■ Job:
Copy out every one of the following lines without changing any character.

■ Records for processing:
====
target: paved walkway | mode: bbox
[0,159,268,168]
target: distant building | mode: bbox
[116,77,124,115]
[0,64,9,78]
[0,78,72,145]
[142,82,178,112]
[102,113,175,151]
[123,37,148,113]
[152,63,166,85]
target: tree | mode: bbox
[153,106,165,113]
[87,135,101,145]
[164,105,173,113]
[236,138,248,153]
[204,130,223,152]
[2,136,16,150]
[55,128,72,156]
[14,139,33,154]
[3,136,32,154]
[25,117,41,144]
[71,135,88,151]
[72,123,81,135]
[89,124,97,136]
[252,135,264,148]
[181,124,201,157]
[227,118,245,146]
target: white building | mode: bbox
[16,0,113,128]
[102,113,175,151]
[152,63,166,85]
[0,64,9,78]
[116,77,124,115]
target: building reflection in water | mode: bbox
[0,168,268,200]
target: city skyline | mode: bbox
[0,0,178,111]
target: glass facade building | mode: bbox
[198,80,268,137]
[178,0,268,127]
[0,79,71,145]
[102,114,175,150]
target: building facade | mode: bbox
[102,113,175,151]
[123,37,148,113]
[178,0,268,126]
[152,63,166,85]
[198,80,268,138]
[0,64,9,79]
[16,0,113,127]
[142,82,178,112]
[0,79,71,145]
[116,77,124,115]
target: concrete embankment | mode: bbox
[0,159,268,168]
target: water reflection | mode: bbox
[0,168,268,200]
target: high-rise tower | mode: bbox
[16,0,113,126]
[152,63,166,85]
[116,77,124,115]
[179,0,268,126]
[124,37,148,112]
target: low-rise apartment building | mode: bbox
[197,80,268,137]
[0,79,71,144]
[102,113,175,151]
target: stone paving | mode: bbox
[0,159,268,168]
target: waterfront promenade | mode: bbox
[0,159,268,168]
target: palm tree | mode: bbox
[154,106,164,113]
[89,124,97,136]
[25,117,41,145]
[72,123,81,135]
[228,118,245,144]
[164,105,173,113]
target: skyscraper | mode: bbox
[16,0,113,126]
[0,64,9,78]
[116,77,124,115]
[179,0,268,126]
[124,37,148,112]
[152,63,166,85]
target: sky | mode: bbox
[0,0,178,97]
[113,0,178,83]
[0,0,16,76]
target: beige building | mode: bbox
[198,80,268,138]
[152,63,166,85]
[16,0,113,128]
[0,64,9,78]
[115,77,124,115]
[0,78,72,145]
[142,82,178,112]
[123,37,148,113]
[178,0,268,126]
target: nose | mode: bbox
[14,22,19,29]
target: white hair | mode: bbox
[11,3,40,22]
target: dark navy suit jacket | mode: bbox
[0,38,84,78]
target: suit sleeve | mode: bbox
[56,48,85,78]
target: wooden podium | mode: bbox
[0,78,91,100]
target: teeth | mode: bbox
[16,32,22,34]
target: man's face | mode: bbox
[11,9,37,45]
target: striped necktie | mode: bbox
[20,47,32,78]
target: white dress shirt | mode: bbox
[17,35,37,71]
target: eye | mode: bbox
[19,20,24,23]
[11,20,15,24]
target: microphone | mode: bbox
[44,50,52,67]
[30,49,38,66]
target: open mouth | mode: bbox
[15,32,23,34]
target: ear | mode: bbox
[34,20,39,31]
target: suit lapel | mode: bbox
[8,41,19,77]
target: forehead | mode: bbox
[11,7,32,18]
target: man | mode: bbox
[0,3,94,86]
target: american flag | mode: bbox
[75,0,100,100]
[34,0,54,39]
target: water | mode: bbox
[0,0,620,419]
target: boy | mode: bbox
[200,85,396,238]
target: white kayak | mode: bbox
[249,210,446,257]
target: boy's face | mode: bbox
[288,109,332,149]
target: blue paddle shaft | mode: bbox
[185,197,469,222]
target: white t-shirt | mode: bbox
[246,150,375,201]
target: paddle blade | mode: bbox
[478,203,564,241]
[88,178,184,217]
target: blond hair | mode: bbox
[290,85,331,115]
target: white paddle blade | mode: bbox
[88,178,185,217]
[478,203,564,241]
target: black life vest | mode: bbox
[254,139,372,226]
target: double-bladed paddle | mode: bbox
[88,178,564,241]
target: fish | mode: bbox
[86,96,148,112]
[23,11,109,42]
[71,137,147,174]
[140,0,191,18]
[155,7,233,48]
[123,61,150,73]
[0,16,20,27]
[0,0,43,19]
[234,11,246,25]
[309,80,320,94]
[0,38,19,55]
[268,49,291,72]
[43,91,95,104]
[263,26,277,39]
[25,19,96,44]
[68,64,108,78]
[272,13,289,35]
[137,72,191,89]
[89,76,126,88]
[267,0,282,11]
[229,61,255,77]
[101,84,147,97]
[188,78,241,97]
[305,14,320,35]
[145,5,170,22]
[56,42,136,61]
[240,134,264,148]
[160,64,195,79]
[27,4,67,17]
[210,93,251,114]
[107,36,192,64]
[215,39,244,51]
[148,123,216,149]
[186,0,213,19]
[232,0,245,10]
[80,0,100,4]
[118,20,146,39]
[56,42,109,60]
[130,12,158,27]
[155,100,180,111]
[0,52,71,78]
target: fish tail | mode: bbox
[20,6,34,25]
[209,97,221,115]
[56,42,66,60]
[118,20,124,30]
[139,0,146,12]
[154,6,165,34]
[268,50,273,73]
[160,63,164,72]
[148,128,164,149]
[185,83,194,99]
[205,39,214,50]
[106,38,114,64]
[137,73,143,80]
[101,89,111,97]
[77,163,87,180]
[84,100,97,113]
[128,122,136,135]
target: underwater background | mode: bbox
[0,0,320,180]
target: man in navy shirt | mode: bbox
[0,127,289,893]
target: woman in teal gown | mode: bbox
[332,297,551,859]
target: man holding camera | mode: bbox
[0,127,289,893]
====
■ Exercise answer:
target: paved walkway | mode: bbox
[0,159,268,168]
target: distant building | mode: bbox
[116,77,124,115]
[0,64,9,78]
[0,78,72,145]
[142,82,178,112]
[102,113,175,151]
[123,37,148,113]
[152,63,166,85]
target: tree | mode: bbox
[153,106,165,113]
[87,135,101,145]
[164,105,173,113]
[236,138,248,153]
[204,130,223,152]
[2,136,16,150]
[55,128,72,156]
[14,139,33,154]
[3,136,32,154]
[25,117,41,144]
[71,135,88,151]
[72,123,81,135]
[89,124,97,136]
[252,135,264,148]
[181,124,201,157]
[227,118,245,146]
target: white building | mode: bbox
[16,0,113,128]
[102,113,175,151]
[152,63,166,85]
[0,64,9,78]
[116,77,124,115]
target: building reflection in water | mode: bbox
[0,168,268,200]
target: city skyline | mode: bbox
[0,0,178,111]
target: glass facade building | mode: bbox
[198,80,268,137]
[178,0,268,127]
[0,79,71,145]
[102,114,175,150]
target: building facade | mode: bbox
[102,113,175,151]
[123,37,148,113]
[178,0,268,126]
[152,63,166,85]
[198,80,268,138]
[0,64,9,79]
[16,0,113,127]
[142,82,178,112]
[0,79,71,145]
[116,77,124,115]
target: concrete embankment | mode: bbox
[0,159,268,168]
target: water reflection | mode: bbox
[0,168,268,200]
target: high-rise tower | mode: bbox
[16,0,113,126]
[152,63,166,85]
[116,77,124,115]
[179,0,268,126]
[124,37,148,112]
target: low-rise apartment building | mode: bbox
[197,80,268,137]
[0,79,71,144]
[102,113,175,151]
target: stone paving | mode: bbox
[0,159,268,168]
target: waterfront promenade | mode: bbox
[0,159,268,168]
target: palm tree | mode: bbox
[154,106,164,113]
[89,124,97,136]
[25,117,41,145]
[72,123,81,135]
[228,118,245,144]
[164,105,173,113]
target: skyscraper | mode: bbox
[16,0,113,126]
[0,64,9,78]
[116,77,124,115]
[179,0,268,126]
[124,37,148,112]
[152,63,166,85]
target: sky | mode: bbox
[0,0,178,97]
[113,0,178,83]
[0,0,16,76]
target: beige building | mode: bbox
[198,80,268,138]
[152,63,166,85]
[16,0,113,128]
[0,64,9,78]
[115,77,124,115]
[0,78,72,145]
[142,82,178,112]
[123,37,148,113]
[178,0,268,126]
target: nose | mode: bbox
[14,22,19,29]
target: white hair | mode: bbox
[11,3,40,22]
target: dark navy suit jacket | mode: bbox
[0,38,84,78]
target: suit sleeve | mode: bbox
[56,48,85,78]
target: wooden podium | mode: bbox
[0,78,91,100]
target: teeth | mode: bbox
[16,32,22,34]
target: man's face | mode: bbox
[11,9,37,45]
target: striped necktie | mode: bbox
[20,47,32,78]
target: white dress shirt | mode: bbox
[17,35,37,71]
target: eye | mode: bbox
[19,20,24,23]
[11,20,15,24]
target: microphone | mode: bbox
[44,50,52,67]
[30,49,38,66]
target: open mouth | mode: bbox
[15,32,23,34]
target: ear | mode: bbox
[34,20,39,31]
target: suit lapel | mode: bbox
[8,41,19,77]
target: forehead | mode: bbox
[11,7,32,18]
target: man | mode: bbox
[0,3,94,86]
target: american flag | mode: bbox
[75,0,100,100]
[34,0,54,39]
target: water | mode: bbox
[0,0,620,419]
target: boy | mode: bbox
[200,85,396,238]
target: white kayak | mode: bbox
[249,210,446,257]
target: boy's face | mode: bbox
[288,109,332,149]
target: blue paddle shaft | mode: bbox
[185,197,469,222]
target: white t-shirt | mode: bbox
[246,150,375,201]
target: paddle blade | mode: bbox
[478,203,564,241]
[88,178,184,217]
target: blond hair | mode: bbox
[290,85,331,115]
target: white paddle blade | mode: bbox
[88,178,185,217]
[478,203,564,241]
target: black life vest | mode: bbox
[254,139,372,226]
target: double-bladed paddle | mode: bbox
[88,178,564,241]
target: fish | mode: bbox
[86,96,148,112]
[23,11,109,42]
[71,137,147,174]
[140,0,191,18]
[155,7,233,48]
[123,61,150,73]
[0,16,20,27]
[0,0,43,19]
[234,11,246,25]
[309,80,320,94]
[0,38,19,55]
[268,49,291,72]
[43,91,95,104]
[263,26,277,39]
[25,19,96,44]
[68,64,108,78]
[272,13,289,35]
[137,72,191,89]
[89,76,126,88]
[267,0,282,11]
[229,61,255,77]
[101,84,147,97]
[188,78,241,97]
[305,14,320,35]
[145,5,170,22]
[56,42,136,61]
[240,134,264,148]
[160,64,195,79]
[27,4,67,17]
[210,93,251,114]
[107,36,192,64]
[215,39,244,51]
[148,123,216,149]
[186,0,213,19]
[232,0,245,10]
[80,0,100,4]
[118,20,146,39]
[56,42,109,60]
[130,12,158,27]
[155,100,180,111]
[0,52,71,78]
target: fish tail | mode: bbox
[20,6,34,25]
[209,97,221,115]
[56,42,66,60]
[118,20,124,30]
[139,0,146,12]
[154,6,165,34]
[268,50,273,73]
[160,63,164,72]
[148,128,164,149]
[185,83,194,99]
[205,39,214,50]
[106,38,114,64]
[137,73,143,80]
[101,89,111,97]
[77,163,87,180]
[84,100,97,113]
[128,122,136,135]
target: underwater background | mode: bbox
[0,0,320,180]
target: man in navy shirt | mode: bbox
[0,127,289,893]
target: woman in teal gown | mode: bbox
[332,297,551,859]
target: man holding camera | mode: bbox
[0,127,289,893]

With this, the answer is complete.